**Problem description**
Your job is to report every line of the entries that has "sample".

Source data:
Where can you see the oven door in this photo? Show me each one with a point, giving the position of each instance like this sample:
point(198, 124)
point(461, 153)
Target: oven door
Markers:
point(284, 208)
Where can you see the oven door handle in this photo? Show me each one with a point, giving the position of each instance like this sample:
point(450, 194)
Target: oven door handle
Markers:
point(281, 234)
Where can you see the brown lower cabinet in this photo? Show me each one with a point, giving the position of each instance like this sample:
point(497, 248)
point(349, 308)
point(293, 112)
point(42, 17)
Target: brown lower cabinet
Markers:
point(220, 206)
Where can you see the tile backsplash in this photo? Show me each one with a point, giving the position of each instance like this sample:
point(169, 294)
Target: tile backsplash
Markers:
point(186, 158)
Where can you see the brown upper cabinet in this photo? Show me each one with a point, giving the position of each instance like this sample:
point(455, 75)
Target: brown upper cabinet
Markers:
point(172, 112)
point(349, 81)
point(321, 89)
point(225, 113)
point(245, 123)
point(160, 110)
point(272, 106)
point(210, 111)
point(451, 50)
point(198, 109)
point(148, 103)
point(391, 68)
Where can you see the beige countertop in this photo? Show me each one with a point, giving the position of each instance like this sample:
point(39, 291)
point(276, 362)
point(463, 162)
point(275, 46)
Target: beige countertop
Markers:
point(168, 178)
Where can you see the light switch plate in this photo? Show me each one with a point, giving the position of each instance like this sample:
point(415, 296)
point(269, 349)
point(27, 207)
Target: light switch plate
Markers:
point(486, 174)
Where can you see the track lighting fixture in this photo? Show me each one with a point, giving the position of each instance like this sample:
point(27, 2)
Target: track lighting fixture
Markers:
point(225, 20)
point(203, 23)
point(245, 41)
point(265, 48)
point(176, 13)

**Result below**
Where can you see the oven door in this photo? Show me each one with a point, giving the position of each instance like this sample:
Where can you see the oven door handle in this photo? Show me each one with a point, giving the position of each instance like this sample:
Where can you see the brown lower cabinet in this photo? Show me each one with a point, giving the position of each instance like this sample:
Where can you see the tile backsplash in this photo? Show me each one with a point, giving the position of each instance like this sample:
Where can you see the brown upper cabinet in this photo? Show me each one with a point, giving the position of each instance like this sample:
Where can you see the beige countertop in this photo? Show me each one with a point, giving the position of each instance like this sample:
Where can you see the light switch plate in this photo? Show me each one with a point, giving the position of each instance like this sample:
Where can you see the track lighting fixture in this photo? Show me each one with a point, giving the position of each instance like this sample:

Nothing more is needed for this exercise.